### GIVEN PASSAGE
● ● ● ● ● ● ●

As Gen posted, it was a miserable evacuation. We left Houston at 3:30 a.m. Thursday morning. We made it into Schulenberg, TX at 4:30 a.m. Friday morning on gas fumes (this is normally a 2 1/2 hour drive). There was no gas to be had. My husband had called ahead and reserved the LAST motel room in town for us and we finally met back up with my mother and grandmother there. I slept on the floor for 2 1/2 hours. We watched the gas station across the road and waited on the tanker trucks that had been promised to show up the next morning. They finally showed up but wouldn't let anyone in to the gas station until the state troopers arrived to control traffic. My daughter and I went and got in the van and got in line. We were the 11th in line at that station. We only had to wait in line for about 45 minutes. My mother had waited in a gas line the night before for 2 1/2 hours to get gas.
We left Shculenberg, Tx about 7 p.m. on Friday night and made it to our house in Lakehills, TX about 10:30 p.m. Friday night.
We were exhausted and sick. We lost the guinea pig and a cat and almost lost the other one, my mother almost lost one of hers. She ended up putting him in the bathtub with water and just soaking him to bring his body temperature down. Her dog now has kennel cough.
Things are fine here at home. The streets are littered with trees and debris. We lost a lot of branches and tree limbs, but that's about it. We lost the roof on the house out at the farm and there is a tree on the barn. But since no one is currently living there, it is relatively a minor inconvenience.
The kids and I went to a shelter in San Antonio on Saturday where they had a medical clinic. I was so scared and so worried for my daughter. She kept throwing up, our headaches wouldn't go away, the whole inside of here mouth was covered in fever blisters, our lips were chapped beyond any comfortable level. They said we had carbon monoxide poisoning from sitting in the non-moving traffic in the heat and severe dehydration. Since Saturday, we have gone through 13 - 64 oz. jugs of Gatorade as well as Pedialite. The temperature inside our van was over 120 degrees. They told us that most peoples body temperatures, inside their vehicles, trapped in that traffic, were over 108 degrees.
We watched people die on that highway and I will never, never forgive the mayor of our city for repeatedly telling people to keep evacuating, even late in the day on Friday, when there were people already trapped and dying on that interstate. I can't tell you how many dead dogs, cats, and birds we saw. People laying on the grass and even on the highway along the sides of the road. It was a nightmare I won't soon forget (nor will my children) and one I hope we never experience again.

● ● ● ● ● ● ●

### PROMPT 1
In the evacuation account, what did the medical clinic at the San Antonio shelter say was wrong with the writer and the kids?
### PROMPT 2
Carry on the hurricane evacuation account from its last sentence, keeping the same first-person voice.

● ● ● ● ● ● ●

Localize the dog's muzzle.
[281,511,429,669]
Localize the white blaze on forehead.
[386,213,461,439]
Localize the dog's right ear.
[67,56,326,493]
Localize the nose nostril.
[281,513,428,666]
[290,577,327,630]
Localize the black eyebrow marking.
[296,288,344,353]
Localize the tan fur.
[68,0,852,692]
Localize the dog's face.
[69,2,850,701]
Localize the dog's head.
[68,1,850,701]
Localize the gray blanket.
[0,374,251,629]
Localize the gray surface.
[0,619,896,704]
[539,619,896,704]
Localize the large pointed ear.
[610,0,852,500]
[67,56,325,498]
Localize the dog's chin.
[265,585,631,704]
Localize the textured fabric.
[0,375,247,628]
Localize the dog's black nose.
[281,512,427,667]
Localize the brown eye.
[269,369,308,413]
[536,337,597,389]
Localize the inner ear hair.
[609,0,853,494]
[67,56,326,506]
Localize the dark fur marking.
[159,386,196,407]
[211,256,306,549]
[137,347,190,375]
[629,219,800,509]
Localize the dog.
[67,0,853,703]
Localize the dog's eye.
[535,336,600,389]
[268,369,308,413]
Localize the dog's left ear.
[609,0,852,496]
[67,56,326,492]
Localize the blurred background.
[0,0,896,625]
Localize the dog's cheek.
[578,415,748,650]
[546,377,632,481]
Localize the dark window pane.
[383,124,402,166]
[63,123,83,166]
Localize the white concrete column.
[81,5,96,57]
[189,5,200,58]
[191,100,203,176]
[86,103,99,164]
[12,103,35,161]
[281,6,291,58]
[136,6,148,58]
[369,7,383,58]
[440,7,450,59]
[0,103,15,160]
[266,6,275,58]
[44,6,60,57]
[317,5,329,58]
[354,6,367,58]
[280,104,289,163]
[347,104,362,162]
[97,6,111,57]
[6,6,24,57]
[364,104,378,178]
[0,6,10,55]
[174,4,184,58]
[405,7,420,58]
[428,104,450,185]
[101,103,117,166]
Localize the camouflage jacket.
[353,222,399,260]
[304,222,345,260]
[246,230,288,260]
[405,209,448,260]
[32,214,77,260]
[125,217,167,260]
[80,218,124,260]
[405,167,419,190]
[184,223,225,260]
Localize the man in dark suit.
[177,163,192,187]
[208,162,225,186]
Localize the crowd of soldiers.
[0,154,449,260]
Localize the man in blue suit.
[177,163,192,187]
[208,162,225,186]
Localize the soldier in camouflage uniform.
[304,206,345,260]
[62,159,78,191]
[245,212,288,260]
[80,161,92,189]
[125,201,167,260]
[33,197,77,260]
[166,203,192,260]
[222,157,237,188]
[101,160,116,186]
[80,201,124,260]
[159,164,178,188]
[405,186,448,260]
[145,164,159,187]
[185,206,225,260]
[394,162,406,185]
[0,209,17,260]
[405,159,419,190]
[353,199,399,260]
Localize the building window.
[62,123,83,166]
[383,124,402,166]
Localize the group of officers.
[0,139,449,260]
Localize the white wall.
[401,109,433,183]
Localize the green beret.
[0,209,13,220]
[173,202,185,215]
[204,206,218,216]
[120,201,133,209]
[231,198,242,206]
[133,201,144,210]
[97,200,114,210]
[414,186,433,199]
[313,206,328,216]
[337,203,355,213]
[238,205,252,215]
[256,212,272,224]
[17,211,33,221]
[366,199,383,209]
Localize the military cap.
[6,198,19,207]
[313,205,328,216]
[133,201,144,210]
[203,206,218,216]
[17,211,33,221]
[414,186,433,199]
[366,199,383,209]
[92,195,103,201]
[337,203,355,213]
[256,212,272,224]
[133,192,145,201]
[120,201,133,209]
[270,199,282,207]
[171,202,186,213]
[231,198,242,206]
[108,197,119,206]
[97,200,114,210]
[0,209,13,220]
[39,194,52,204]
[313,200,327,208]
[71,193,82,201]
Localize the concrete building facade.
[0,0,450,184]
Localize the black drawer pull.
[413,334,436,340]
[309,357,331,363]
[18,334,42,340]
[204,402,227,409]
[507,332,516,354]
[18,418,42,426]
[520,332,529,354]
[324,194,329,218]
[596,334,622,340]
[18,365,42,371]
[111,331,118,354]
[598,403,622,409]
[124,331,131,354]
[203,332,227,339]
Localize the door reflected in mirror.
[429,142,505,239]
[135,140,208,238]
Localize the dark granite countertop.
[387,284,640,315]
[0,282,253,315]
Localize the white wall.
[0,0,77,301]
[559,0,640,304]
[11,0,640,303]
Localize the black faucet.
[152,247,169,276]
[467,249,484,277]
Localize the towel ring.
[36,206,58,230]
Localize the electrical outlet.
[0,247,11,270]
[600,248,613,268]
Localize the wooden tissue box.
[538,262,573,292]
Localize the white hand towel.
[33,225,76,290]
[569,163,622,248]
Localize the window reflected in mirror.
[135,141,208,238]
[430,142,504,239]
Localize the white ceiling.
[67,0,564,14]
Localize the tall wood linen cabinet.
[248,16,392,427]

● ● ● ● ● ● ●

### WRITTEN REPLY 1
They had carbon monoxide poisoning from sitting in the non-moving traffic in the heat, plus severe dehydration.

### WRITTEN REPLY 2
That is sadly the irony of what happened here in Houston. The next time we do get a big hurricane warning, it could be a category 5 and people will be so terrified to get trapped on the highways again - that they won't leave. I know I won't do it again. I'd rather die in my house with a tree crushing me than to die slowly of carbon monoxide poisoning, dehydration and heat stroke the way so many people died out there. And to top it off, they are saying in the local news, that it wasn't that bad - so far, 53 people confirmed dead from the evacuation (not the hurricane) and they say that out of a city of over 2.8 million people - "those are relatively small numbers.." SMALL NUMBERS? That isn't the final death toll and that is only within Harris County alone! It is absolutely ludicrous!
Anyway, enough of my whining and complaining. In "relative" terms, we were lucky, we survived. I thank God for my daughter because without her, we wouldn't have made it. We were so sick, our heads hurt so bad and we were so tired that had she not taken turns with me - her driving for an hour, then me driving for an hour - we would never have made it. At 3:00 a.m. on Friday - I wanted so desperately to pull over to the shoulder of the road, get out and just lay down on the grass like so many of those other people did - I didn't think I could go on any further. If it wasn't for her, I wouldn't have and couldn't have.
Thank you all for your moral support and a special thanks to Gen for being my human contact to the outside world once we made it up into the hill country. Gen, you will be forever in my heart as a true soul friend! God bless you for your words of kindness and encouragement.